INSTRUKSI ANDA
Tolong sebutkan jabatan Anton J Supit menurut teks tentang Perpres TKA di bawah.

KUTIPAN
______

Revolusi| Mediaoposisi.com- Penandatangan Perpres No.20 tahun 2018 tentang Penggunaan Tenaga Kerja Asing (TKA) oleh Presiden Joko Widodo menimbulkan pro dan kontra di tengah-tengah masyarakat. Pihak yang pro dengan jelas menyatakan bahwa perpres ini sangat bermanfaat karena dinilai dapat memberikan investasi yang banyak dari luar negeri kepada Indonesia.
Sedangkan pihak yang kontra menilai bahwa perpres tersebut dapat menjadi pintu terbuka bagi para tenaga kerja asing sehingga arus masuknya tenaga kerja asing akan semakin deras dan pekerja lokal akan tersisihkan.
Beberapa pihak yang pro terhadap perpres ini adalah Kementerian Perindustrian (Kemenperin) dan Kementerian Tenaga Kerja (Kemenaker) serta instansi lainnya seperti Kamar Dagang dan Industri (Kadin) Indonesia menganggap Perpres Nomor 20 tahun 2018 tersebut bukan sebagai masalah.
Selain itu ada Wakil Ketua Umum Kadin Indonesia Bidang Ketenagakerjaan Anton J Supit menyatakan, perpres tentang pengaturan TKA ini akan baik untuk perkembangan investasi dari luar negeri ke Indonesia.
Anton mengatakan bahwa perpres ini baik karena dapat membuka investasi asing di dalam negeri sehingga tenaga kerja asing tidak sungkan-sungkan atau tidak ragu-ragu ketika akan berinvestasi di Indonesia. Ia menambahkan bahwa perpres ini sebagai wadah untuk mempermudah prosedur tenaga kerja asing, bukan mempermudah persyaratannya, Senin (30/4/2018). ( Kompas.com )

______

DATA TERSIMPAN
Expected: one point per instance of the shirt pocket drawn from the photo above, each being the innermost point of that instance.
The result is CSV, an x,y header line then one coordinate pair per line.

______

JAWABAN LATIHAN
Wakil Ketua Umum Kadin Indonesia Bidang Ketenagakerjaan.